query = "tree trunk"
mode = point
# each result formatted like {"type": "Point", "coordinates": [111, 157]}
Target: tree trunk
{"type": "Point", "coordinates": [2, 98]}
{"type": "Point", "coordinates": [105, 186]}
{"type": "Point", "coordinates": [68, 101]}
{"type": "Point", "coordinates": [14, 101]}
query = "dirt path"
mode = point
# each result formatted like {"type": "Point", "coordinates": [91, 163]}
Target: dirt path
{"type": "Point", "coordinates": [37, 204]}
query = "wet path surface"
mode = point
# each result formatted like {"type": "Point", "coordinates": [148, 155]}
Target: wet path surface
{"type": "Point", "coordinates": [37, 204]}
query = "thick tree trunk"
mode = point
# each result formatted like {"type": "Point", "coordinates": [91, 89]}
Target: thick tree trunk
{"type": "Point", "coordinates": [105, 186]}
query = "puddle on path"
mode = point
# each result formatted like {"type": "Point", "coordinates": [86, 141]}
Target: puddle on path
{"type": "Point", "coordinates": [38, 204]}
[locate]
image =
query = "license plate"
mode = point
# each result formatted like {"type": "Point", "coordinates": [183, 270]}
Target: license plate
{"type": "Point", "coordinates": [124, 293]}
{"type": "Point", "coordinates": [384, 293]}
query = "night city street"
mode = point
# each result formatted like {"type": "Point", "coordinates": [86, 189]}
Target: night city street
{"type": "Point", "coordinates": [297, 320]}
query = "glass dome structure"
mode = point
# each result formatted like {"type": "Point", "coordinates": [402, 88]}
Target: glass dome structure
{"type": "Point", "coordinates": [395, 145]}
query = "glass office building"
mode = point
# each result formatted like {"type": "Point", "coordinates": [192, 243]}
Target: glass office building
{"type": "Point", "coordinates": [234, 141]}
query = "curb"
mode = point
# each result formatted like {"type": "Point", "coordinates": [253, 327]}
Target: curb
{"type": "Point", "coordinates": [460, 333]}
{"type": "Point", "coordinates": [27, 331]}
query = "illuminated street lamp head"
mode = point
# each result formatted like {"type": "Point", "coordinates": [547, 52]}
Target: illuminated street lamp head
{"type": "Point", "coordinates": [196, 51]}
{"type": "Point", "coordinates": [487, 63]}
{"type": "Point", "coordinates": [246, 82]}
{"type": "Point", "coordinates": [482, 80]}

#### Task details
Copy every line above in which the string "formatted" shows up.

#### Response
# each result formatted like {"type": "Point", "coordinates": [111, 157]}
# each result formatted like {"type": "Point", "coordinates": [91, 163]}
# each result formatted like {"type": "Point", "coordinates": [148, 155]}
# each result formatted like {"type": "Point", "coordinates": [91, 89]}
# each result formatted like {"type": "Point", "coordinates": [86, 141]}
# each result formatted like {"type": "Point", "coordinates": [183, 270]}
# each result formatted like {"type": "Point", "coordinates": [86, 189]}
# each result formatted like {"type": "Point", "coordinates": [402, 88]}
# each result formatted like {"type": "Point", "coordinates": [192, 243]}
# each result formatted like {"type": "Point", "coordinates": [253, 327]}
# each result formatted like {"type": "Point", "coordinates": [547, 52]}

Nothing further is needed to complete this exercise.